(Data items)
_ _ _ _ _
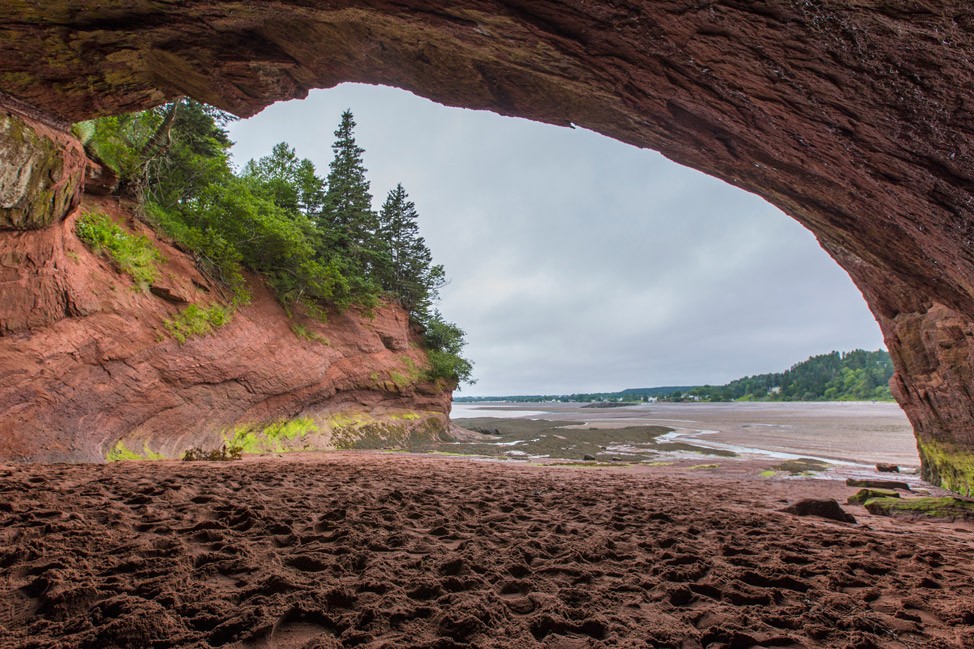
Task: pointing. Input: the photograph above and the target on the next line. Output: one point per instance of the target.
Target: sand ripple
(379, 551)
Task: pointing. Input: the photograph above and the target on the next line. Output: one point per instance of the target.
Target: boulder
(821, 508)
(877, 484)
(864, 495)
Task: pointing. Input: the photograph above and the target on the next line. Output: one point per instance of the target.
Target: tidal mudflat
(842, 436)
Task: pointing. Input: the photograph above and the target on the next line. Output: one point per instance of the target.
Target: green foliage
(444, 345)
(223, 454)
(852, 376)
(316, 242)
(121, 453)
(194, 321)
(271, 438)
(134, 255)
(404, 265)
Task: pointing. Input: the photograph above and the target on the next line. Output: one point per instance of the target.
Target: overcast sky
(578, 263)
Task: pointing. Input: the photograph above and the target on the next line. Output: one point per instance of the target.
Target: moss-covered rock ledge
(947, 465)
(345, 430)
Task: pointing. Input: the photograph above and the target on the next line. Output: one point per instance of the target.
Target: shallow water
(848, 434)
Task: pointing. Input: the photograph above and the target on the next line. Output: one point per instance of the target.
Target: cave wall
(854, 118)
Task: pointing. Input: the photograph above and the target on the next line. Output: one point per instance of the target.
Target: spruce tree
(347, 217)
(407, 271)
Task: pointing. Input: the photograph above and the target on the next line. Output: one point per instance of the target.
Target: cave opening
(579, 263)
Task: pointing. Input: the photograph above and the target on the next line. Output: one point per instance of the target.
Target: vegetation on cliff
(317, 242)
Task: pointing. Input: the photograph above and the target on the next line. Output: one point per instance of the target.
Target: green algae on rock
(946, 508)
(947, 465)
(864, 495)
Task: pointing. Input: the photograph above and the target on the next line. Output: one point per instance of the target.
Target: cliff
(856, 118)
(88, 370)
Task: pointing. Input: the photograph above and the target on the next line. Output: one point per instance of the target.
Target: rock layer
(41, 173)
(854, 118)
(86, 362)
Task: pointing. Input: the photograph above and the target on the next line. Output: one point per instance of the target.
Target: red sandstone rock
(85, 360)
(41, 173)
(857, 119)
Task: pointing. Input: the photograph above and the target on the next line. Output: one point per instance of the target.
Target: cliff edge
(89, 370)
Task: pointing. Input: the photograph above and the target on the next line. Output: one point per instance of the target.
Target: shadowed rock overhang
(854, 118)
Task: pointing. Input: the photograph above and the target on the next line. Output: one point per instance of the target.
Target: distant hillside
(837, 376)
(851, 376)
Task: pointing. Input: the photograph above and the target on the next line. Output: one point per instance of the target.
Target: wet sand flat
(864, 433)
(388, 550)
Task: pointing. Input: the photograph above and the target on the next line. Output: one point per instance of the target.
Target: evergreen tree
(347, 217)
(406, 271)
(288, 180)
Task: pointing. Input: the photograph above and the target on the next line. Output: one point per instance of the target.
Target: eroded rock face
(41, 173)
(854, 118)
(86, 363)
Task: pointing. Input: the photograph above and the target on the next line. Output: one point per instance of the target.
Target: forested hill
(851, 376)
(837, 376)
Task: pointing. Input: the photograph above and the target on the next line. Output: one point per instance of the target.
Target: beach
(390, 549)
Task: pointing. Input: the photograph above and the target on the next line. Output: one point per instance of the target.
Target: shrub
(194, 321)
(134, 255)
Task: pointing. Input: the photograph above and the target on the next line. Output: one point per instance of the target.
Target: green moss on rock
(946, 465)
(863, 495)
(948, 508)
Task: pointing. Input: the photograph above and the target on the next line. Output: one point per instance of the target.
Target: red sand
(375, 550)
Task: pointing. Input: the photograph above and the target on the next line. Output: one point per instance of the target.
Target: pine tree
(289, 181)
(347, 217)
(407, 271)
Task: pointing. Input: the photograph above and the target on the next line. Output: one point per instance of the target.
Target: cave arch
(854, 120)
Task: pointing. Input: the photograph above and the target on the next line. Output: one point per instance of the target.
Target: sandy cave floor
(387, 550)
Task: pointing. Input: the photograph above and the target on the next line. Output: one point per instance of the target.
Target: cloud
(579, 263)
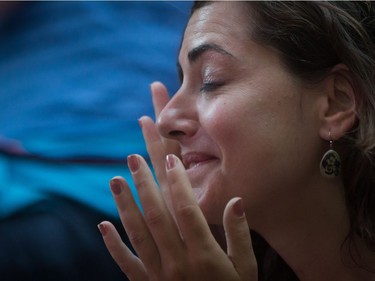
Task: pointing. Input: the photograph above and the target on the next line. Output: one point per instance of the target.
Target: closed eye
(210, 86)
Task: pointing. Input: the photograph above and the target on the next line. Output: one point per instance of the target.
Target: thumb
(240, 249)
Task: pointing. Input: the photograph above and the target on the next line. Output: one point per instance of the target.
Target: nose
(179, 119)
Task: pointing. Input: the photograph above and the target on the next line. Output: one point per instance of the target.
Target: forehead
(220, 23)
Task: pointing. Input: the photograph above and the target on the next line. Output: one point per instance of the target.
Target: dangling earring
(330, 164)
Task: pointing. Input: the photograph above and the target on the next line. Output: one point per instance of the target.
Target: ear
(339, 114)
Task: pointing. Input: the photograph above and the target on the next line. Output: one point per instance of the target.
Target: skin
(250, 136)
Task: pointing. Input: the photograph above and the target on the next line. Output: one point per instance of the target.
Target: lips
(193, 160)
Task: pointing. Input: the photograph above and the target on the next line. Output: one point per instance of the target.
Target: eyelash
(210, 86)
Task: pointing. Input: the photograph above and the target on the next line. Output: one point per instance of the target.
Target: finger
(240, 248)
(160, 97)
(156, 215)
(192, 224)
(156, 151)
(125, 259)
(155, 148)
(134, 224)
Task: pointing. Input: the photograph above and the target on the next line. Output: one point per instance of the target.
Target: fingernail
(238, 208)
(133, 163)
(102, 229)
(115, 186)
(170, 161)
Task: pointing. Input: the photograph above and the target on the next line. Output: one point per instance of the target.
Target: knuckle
(186, 211)
(173, 270)
(137, 238)
(153, 216)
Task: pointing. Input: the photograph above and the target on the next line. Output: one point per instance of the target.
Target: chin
(209, 207)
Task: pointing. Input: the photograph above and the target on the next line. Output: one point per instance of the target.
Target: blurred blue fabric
(74, 79)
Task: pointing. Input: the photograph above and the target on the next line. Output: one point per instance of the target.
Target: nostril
(176, 133)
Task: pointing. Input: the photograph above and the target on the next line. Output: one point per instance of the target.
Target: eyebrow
(198, 51)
_ _ _ _ _
§ **Task requirements**
Starting at the line that contains "Target: knuckle", copy every line down to the last line of the records above, exactly as written.

§ **Output of the task**
Target: knuckle
(186, 211)
(173, 270)
(137, 238)
(153, 216)
Task: pointing. Input: the photograph above and the target on the next line. Output: one point per instance of the target.
Target: chin
(209, 207)
Task: pointing. Input: the photograph above and the target on the next line. Output: one point per instance of the target.
Target: blurred blue fabric
(74, 79)
Task: pointing. Input: the photograph above and the target on the next line. Output: one point per instance of the target.
Target: nostril
(176, 133)
Task: pointing. Input: the photograph above and the target on the next line. Output: one point per instance of the target.
Target: eyebrow
(198, 51)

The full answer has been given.